BRIEF: From the first line to the last, return the data exactly, with no pictures.

DATA:
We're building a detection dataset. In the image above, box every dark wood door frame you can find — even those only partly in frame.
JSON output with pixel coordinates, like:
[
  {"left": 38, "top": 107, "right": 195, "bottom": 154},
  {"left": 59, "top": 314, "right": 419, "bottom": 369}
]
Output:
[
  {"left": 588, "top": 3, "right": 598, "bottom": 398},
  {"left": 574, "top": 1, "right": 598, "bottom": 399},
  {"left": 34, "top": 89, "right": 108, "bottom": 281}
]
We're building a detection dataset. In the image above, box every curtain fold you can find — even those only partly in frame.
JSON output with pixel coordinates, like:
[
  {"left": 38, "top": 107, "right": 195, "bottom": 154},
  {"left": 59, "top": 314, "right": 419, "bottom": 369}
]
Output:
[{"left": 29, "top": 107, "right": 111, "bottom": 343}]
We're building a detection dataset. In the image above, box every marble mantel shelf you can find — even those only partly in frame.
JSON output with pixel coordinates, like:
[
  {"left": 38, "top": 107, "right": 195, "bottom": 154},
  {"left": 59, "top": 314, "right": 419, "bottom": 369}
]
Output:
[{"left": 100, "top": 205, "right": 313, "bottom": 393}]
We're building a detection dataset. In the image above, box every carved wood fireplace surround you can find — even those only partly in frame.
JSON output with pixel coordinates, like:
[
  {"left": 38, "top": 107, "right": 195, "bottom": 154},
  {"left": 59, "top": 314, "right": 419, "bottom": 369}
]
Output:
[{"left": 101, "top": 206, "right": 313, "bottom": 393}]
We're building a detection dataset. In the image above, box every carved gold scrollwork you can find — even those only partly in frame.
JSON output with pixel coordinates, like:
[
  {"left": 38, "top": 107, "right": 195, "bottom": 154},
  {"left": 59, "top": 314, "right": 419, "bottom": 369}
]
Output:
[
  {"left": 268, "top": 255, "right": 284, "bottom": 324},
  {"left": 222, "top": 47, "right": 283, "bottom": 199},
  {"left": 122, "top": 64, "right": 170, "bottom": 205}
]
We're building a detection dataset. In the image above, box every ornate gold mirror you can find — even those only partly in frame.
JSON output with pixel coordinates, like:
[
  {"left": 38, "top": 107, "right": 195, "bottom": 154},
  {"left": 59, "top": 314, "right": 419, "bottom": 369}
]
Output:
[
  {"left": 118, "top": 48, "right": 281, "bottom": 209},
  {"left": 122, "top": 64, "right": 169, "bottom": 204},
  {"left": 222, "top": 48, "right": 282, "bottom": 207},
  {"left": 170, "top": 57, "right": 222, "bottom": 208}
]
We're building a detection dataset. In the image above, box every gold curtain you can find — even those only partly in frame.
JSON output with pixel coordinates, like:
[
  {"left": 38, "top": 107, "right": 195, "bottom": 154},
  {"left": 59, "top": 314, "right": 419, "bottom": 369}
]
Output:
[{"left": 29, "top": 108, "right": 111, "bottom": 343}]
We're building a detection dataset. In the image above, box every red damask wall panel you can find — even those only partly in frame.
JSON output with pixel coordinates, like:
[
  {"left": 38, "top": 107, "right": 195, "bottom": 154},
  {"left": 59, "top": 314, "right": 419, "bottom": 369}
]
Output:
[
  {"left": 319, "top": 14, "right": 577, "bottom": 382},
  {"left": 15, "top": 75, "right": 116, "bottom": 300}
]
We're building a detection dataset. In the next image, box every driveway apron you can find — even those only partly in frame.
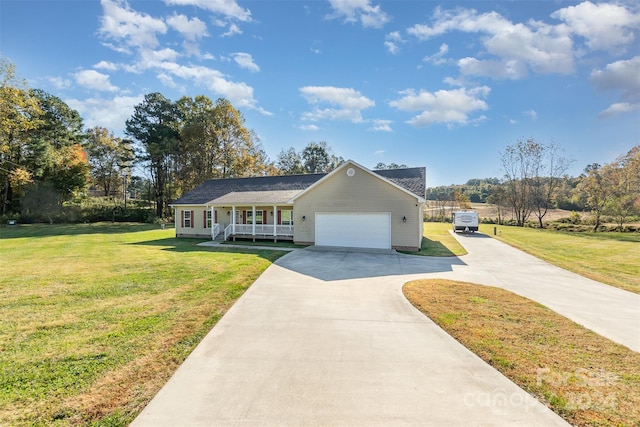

EXERCISE ANSWER:
We're building a detection dataset. In the image above, box every dark wood door frame you can find — even those only partly in frame.
JSON output with pixel coordinates, like:
[
  {"left": 38, "top": 107, "right": 195, "bottom": 154},
  {"left": 59, "top": 314, "right": 419, "bottom": 369}
]
Output:
[
  {"left": 588, "top": 3, "right": 598, "bottom": 398},
  {"left": 574, "top": 1, "right": 598, "bottom": 399},
  {"left": 34, "top": 89, "right": 108, "bottom": 281}
]
We're building a detection dataset. In the image above, box every curtain fold you can find — even those only partly in frame.
JSON output with pixel coordinates, like:
[
  {"left": 38, "top": 107, "right": 195, "bottom": 154},
  {"left": 59, "top": 314, "right": 419, "bottom": 369}
]
Output:
[{"left": 29, "top": 107, "right": 111, "bottom": 343}]
We're building a detection dataset. In the image above, box every marble mantel shelf you can find — even those only partly in frame.
JSON output with pixel coordinates, like:
[
  {"left": 38, "top": 107, "right": 195, "bottom": 154},
  {"left": 59, "top": 314, "right": 419, "bottom": 369}
]
Output:
[{"left": 100, "top": 205, "right": 313, "bottom": 393}]
We're building a detection dataset. In the image above, box every carved wood fireplace surround you can find — even those only partly in frame.
JSON output with pixel coordinates, like:
[
  {"left": 38, "top": 107, "right": 195, "bottom": 154},
  {"left": 59, "top": 314, "right": 419, "bottom": 369}
]
Output:
[{"left": 101, "top": 206, "right": 313, "bottom": 393}]
We're building a detection dataset. In the image above, box every carved gold scrollwork you can find — even those only partly in frame.
JSON output with pixel coordinates, like:
[
  {"left": 38, "top": 107, "right": 195, "bottom": 154},
  {"left": 59, "top": 314, "right": 419, "bottom": 369}
]
Output:
[
  {"left": 268, "top": 255, "right": 284, "bottom": 324},
  {"left": 222, "top": 47, "right": 283, "bottom": 199},
  {"left": 122, "top": 64, "right": 170, "bottom": 205}
]
We're building a detection dataset. In the image above, box every ornate gold mirror you can find — even those only partly in frame.
JSON output with pixel coordinates, like:
[
  {"left": 38, "top": 107, "right": 195, "bottom": 154},
  {"left": 59, "top": 314, "right": 419, "bottom": 369}
]
Output:
[
  {"left": 118, "top": 48, "right": 281, "bottom": 209},
  {"left": 122, "top": 64, "right": 169, "bottom": 204},
  {"left": 222, "top": 48, "right": 282, "bottom": 207},
  {"left": 170, "top": 57, "right": 222, "bottom": 208}
]
We're building a detection dataset. In the image above, box every gold curtain you can find — even those only partly in frame.
JSON output with pixel coordinates, like:
[
  {"left": 38, "top": 107, "right": 195, "bottom": 154},
  {"left": 59, "top": 314, "right": 419, "bottom": 369}
]
Output:
[{"left": 29, "top": 108, "right": 111, "bottom": 343}]
We're building a detection dataset. In the image above, box every red damask wall panel you can find — even those only partly in frame.
JSON output with pixel coordinates, like:
[
  {"left": 38, "top": 107, "right": 195, "bottom": 154},
  {"left": 59, "top": 314, "right": 419, "bottom": 369}
]
Output:
[
  {"left": 319, "top": 14, "right": 577, "bottom": 382},
  {"left": 15, "top": 75, "right": 116, "bottom": 300}
]
We're building a detection dataset. In the next image, box every driveway apron you can find — even those only partly in frame.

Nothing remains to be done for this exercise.